# EXERCISE INPUTS
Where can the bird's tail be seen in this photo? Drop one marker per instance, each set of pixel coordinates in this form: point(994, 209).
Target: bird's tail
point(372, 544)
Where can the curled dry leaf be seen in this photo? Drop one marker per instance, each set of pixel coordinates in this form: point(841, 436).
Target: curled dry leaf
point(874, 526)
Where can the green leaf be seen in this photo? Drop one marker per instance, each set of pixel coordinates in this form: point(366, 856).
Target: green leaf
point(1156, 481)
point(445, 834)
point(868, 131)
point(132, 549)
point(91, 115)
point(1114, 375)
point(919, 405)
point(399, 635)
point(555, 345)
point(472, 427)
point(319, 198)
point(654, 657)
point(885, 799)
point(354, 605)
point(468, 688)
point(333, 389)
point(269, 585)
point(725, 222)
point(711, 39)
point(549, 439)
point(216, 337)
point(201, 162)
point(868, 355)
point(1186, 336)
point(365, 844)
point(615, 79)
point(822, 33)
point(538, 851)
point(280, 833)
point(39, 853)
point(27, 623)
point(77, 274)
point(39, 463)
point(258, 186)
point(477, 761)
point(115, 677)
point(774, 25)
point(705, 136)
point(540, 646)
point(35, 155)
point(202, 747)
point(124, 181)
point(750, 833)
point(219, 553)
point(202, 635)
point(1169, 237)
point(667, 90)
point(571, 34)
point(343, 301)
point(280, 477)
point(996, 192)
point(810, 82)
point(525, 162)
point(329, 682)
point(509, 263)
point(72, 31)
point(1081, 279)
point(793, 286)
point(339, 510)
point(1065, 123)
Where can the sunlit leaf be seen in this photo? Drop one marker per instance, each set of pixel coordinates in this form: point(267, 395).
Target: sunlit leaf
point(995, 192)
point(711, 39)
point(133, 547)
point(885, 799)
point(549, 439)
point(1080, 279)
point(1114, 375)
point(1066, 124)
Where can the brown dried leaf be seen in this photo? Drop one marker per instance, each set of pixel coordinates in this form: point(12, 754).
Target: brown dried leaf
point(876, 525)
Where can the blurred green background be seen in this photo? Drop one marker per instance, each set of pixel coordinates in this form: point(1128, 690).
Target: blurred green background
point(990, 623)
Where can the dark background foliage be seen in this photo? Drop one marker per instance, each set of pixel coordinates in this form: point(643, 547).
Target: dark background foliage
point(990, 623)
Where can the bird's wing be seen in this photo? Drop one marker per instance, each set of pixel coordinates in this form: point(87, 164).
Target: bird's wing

# REQUIREMENT
Retype the material. Keep it exact.

# RESPONSE AREA
Where can the bird's tail be seen in this photo? Drop one marker per instance, each set of pixel coordinates in this form: point(994, 209).
Target: bird's tail
point(372, 544)
Where can the curled dry leaf be seen in this photo? Drop one marker per instance, each set of pixel coordinates in this form: point(841, 436).
Target: curled dry leaf
point(874, 526)
Where can the green leaf be seen in this photo? Drop one marker per instance, each set of pixel coordinates in this form: point(366, 856).
Target: green leaf
point(1156, 481)
point(445, 834)
point(868, 131)
point(132, 549)
point(91, 115)
point(1114, 375)
point(919, 405)
point(399, 635)
point(555, 345)
point(472, 427)
point(319, 198)
point(654, 657)
point(885, 799)
point(354, 605)
point(468, 688)
point(333, 389)
point(269, 585)
point(725, 222)
point(711, 39)
point(549, 439)
point(216, 337)
point(201, 162)
point(868, 355)
point(1186, 336)
point(365, 844)
point(615, 79)
point(822, 33)
point(538, 851)
point(280, 833)
point(39, 853)
point(27, 623)
point(77, 274)
point(39, 463)
point(258, 186)
point(477, 761)
point(115, 677)
point(774, 25)
point(705, 136)
point(540, 646)
point(35, 155)
point(202, 747)
point(124, 181)
point(750, 833)
point(219, 553)
point(202, 635)
point(1169, 237)
point(667, 90)
point(571, 34)
point(343, 301)
point(280, 477)
point(996, 192)
point(810, 82)
point(525, 162)
point(329, 682)
point(509, 263)
point(72, 31)
point(1081, 279)
point(793, 286)
point(339, 510)
point(1065, 123)
Where can the sunlit leaf be seen in this photo? Drop one marker per instance, each set of pixel coordinates in this form: point(267, 395).
Target: sunlit leaf
point(995, 192)
point(711, 39)
point(133, 547)
point(885, 799)
point(549, 439)
point(1080, 279)
point(1114, 375)
point(1066, 124)
Where can the brown dried leaf be seen in this photo? Drop one marker per instance, each set of pixel coordinates in this form: point(12, 754).
Target: brown dried leaf
point(876, 525)
Where can the blurred green background be seen in this photo? Drop one marker per instance, each set of pixel coordinates in this form: point(1128, 690).
Target: blurred green background
point(990, 623)
Where can the dark background foliage be seen in this photo? Drop one marker per instance, each set of pixel coordinates in this form: point(643, 547).
Target: dark background foliage
point(990, 623)
Where can the bird's wing be seen in this photo? Drop one marker per instance, each set of pixel coordinates in this form: point(87, 164).
Target: bird's wing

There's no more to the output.